Brief:
Please retype the records below exactly, leaving out any pictures.

Provided data:
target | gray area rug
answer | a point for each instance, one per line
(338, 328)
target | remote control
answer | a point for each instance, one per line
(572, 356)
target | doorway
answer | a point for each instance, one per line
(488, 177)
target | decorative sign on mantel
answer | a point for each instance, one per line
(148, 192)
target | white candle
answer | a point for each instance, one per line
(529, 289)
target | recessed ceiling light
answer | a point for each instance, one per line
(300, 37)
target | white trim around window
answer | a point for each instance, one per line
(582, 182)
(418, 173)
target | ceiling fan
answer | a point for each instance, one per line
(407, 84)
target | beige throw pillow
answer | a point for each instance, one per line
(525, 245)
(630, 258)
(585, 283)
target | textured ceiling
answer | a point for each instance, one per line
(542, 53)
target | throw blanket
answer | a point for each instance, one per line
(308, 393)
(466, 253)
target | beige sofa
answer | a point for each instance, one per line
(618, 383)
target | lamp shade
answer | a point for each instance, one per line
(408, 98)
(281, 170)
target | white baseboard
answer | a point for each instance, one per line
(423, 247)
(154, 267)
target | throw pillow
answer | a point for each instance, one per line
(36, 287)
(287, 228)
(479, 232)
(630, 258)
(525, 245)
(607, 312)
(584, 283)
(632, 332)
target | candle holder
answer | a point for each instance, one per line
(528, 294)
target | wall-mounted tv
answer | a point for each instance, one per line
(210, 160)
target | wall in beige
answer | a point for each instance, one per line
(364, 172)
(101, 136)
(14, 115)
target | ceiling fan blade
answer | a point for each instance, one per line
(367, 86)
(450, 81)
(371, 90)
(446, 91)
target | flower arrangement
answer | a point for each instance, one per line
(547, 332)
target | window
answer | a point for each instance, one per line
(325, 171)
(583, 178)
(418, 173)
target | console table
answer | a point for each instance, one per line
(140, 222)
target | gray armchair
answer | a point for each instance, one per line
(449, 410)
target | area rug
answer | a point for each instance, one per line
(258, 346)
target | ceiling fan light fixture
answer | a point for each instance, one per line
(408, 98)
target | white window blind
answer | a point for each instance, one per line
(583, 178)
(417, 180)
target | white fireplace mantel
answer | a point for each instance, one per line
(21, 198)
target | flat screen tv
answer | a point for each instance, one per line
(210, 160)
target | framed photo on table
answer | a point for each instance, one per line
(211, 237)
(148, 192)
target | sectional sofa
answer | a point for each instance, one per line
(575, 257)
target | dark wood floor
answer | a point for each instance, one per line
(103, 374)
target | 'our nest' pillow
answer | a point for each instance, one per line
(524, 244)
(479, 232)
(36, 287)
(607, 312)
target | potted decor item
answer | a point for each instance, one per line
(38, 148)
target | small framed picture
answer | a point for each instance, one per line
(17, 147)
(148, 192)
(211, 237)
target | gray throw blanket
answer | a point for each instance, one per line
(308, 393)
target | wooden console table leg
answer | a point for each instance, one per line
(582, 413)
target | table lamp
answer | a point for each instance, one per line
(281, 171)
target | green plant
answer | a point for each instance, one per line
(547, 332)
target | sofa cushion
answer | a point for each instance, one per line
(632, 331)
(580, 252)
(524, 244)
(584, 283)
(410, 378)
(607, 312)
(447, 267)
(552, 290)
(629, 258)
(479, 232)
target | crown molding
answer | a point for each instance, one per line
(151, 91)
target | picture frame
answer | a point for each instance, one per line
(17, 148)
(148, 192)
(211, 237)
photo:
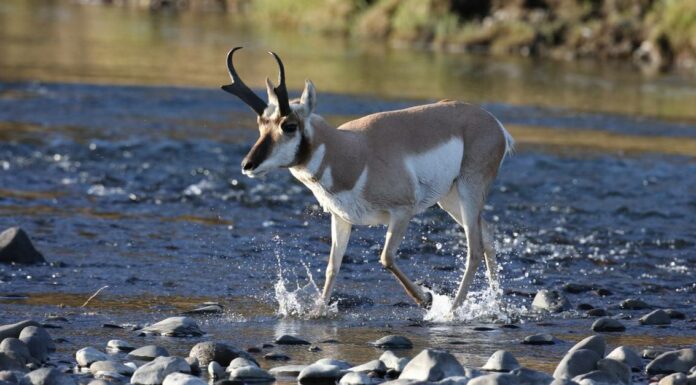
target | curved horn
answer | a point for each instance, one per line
(240, 90)
(281, 91)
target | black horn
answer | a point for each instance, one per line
(240, 90)
(281, 91)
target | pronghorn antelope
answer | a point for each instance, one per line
(383, 169)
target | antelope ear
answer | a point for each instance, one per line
(309, 97)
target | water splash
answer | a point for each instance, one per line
(487, 305)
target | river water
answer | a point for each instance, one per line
(120, 157)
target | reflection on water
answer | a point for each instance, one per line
(60, 41)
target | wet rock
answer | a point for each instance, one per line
(111, 366)
(119, 346)
(358, 378)
(550, 300)
(495, 379)
(290, 340)
(86, 356)
(634, 304)
(393, 342)
(182, 379)
(174, 327)
(372, 366)
(539, 339)
(501, 361)
(391, 361)
(46, 376)
(38, 341)
(674, 361)
(531, 377)
(216, 371)
(628, 356)
(575, 363)
(287, 370)
(596, 343)
(656, 317)
(320, 373)
(618, 369)
(432, 365)
(606, 324)
(16, 247)
(155, 371)
(148, 353)
(16, 350)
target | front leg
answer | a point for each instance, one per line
(340, 233)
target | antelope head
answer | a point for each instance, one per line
(283, 125)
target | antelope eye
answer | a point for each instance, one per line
(288, 127)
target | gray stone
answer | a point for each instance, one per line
(501, 361)
(674, 361)
(432, 365)
(628, 356)
(175, 327)
(111, 366)
(606, 324)
(148, 353)
(531, 377)
(372, 366)
(16, 247)
(495, 379)
(287, 370)
(119, 346)
(17, 350)
(551, 300)
(86, 356)
(393, 342)
(46, 376)
(655, 317)
(539, 339)
(154, 372)
(576, 362)
(182, 379)
(38, 341)
(290, 340)
(618, 369)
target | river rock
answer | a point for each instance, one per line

Finished task:
target | gray area rug
answer | a point for each instance, one per line
(338, 328)
target | remote control
answer | a point for each instance, one per line
(572, 356)
target | doorway
answer | a point for each instance, one per line
(488, 177)
target | decorative sign on mantel
answer | a point for each instance, one per line
(148, 192)
target | white candle
answer | a point for each instance, one per line
(529, 289)
target | recessed ceiling light
answer | a point for each instance, one per line
(300, 37)
target | white trim around window
answer | a point for each instance, one per line
(582, 182)
(418, 173)
target | ceiling fan
answer | a point for each instance, one per line
(407, 84)
target | beige throw pillow
answer | a point for each instance, one per line
(525, 245)
(630, 258)
(585, 283)
target | textured ceiling
answer | a point for each instance, one per line
(542, 53)
target | throw blanket
answer | a point for each instance, one per line
(308, 393)
(466, 253)
target | beige sofa
answer | a point for each instance, one per line
(618, 383)
target | lamp shade
answer | a point for each instance, one per line
(408, 98)
(281, 170)
target | white baseboard
answer | a point for each instance, one per line
(423, 247)
(154, 267)
target | throw pillow
answer | a point for each instance, one per line
(36, 287)
(287, 228)
(479, 232)
(630, 258)
(525, 245)
(607, 312)
(584, 283)
(632, 332)
target | candle holder
answer | a point for each instance, one per line
(528, 294)
target | wall-mounted tv
answer | a point for each instance, one per line
(210, 160)
target | wall in beige
answer | a point for each instance, one per line
(364, 172)
(101, 136)
(14, 115)
target | ceiling fan blade
answer | a point for each instance, one per line
(367, 86)
(450, 81)
(371, 90)
(446, 91)
target | flower arrangement
answer | a point for each instance, one per line
(547, 332)
target | window
answer | a point for each instance, one per line
(325, 171)
(583, 178)
(418, 173)
target | console table
answer | a point for each instance, one per line
(140, 222)
target | gray armchair
answer | a point for each instance, one per line
(449, 410)
target | area rug
answer | a point for each instance, one per line
(258, 346)
target | ceiling fan light fixture
answer | a point for each instance, one per line
(408, 98)
target | white window blind
answer | a point for each instance, one per line
(583, 178)
(417, 180)
target | white fireplace mantel
answer | a point for each instance, one per line
(21, 198)
target | flat screen tv
answer | a point for each instance, one per line
(210, 160)
target | framed photo on table
answer | a point for each instance, one per line
(211, 237)
(148, 192)
target | sectional sofa
answer | a point for each instance, one per line
(575, 257)
target | dark wood floor
answer | a point for each instance, one per line
(103, 374)
target | 'our nest' pillow
answer | a point for each instance, one per line
(524, 244)
(479, 232)
(36, 287)
(607, 312)
target | potted decor item
answer | a point for each instance, one per line
(38, 148)
target | small framed picture
answer | a point for each instance, one per line
(17, 147)
(148, 192)
(211, 237)
target | gray throw blanket
answer | a point for each instance, one per line
(308, 393)
target | wooden console table leg
answer | a point for each instance, one per line
(582, 413)
target | table lamp
answer | a point for each instance, one per line
(281, 171)
target | green plant
answer | a point for each instance, one per line
(547, 332)
target | sofa cushion
answer | a point for each instance, one per line
(632, 331)
(580, 252)
(524, 244)
(584, 283)
(410, 378)
(607, 312)
(447, 267)
(552, 290)
(629, 258)
(479, 232)
target | crown molding
answer | a point for each instance, one per line
(151, 91)
target | picture frame
answer | a point for each instance, one per line
(17, 148)
(148, 192)
(211, 237)
photo:
target | curved horn
answer | a point for each instance, one per line
(240, 90)
(281, 91)
target | black horn
answer | a point for each instance, one per line
(240, 90)
(281, 91)
target | pronghorn antelope
answer | a point for each instance, one per line
(383, 169)
target | antelope ear
answer | a point for each instance, one per line
(309, 97)
target | water splash
answer | a point for each instance, one per line
(487, 305)
target | river water
answer | a point for each instance, one per line
(120, 157)
target | reflection on water
answer | a point for each instance, one per line
(60, 41)
target | wet rock
answer | a point for each instance, one per line
(111, 366)
(119, 346)
(358, 378)
(550, 300)
(495, 379)
(290, 340)
(86, 356)
(634, 304)
(393, 342)
(182, 379)
(174, 327)
(372, 366)
(539, 339)
(501, 361)
(391, 361)
(46, 376)
(38, 341)
(674, 361)
(531, 377)
(216, 371)
(628, 356)
(575, 363)
(287, 370)
(596, 343)
(656, 317)
(320, 373)
(618, 369)
(432, 365)
(606, 324)
(16, 247)
(155, 371)
(148, 353)
(16, 350)
target | front leg
answer | a point for each instance, one per line
(340, 233)
target | antelope head
answer | a point for each instance, one per line
(283, 125)
target | antelope eye
answer | a point for each instance, one per line
(288, 127)
target | gray stone
answer | a point for each instance, one per line
(501, 361)
(674, 361)
(432, 365)
(628, 356)
(175, 327)
(111, 366)
(606, 324)
(148, 353)
(531, 377)
(372, 366)
(16, 247)
(495, 379)
(287, 370)
(119, 346)
(17, 350)
(551, 300)
(86, 356)
(393, 342)
(46, 376)
(655, 317)
(539, 339)
(154, 372)
(576, 362)
(182, 379)
(38, 341)
(290, 340)
(618, 369)
target | river rock
answer | a point for each instance, one per line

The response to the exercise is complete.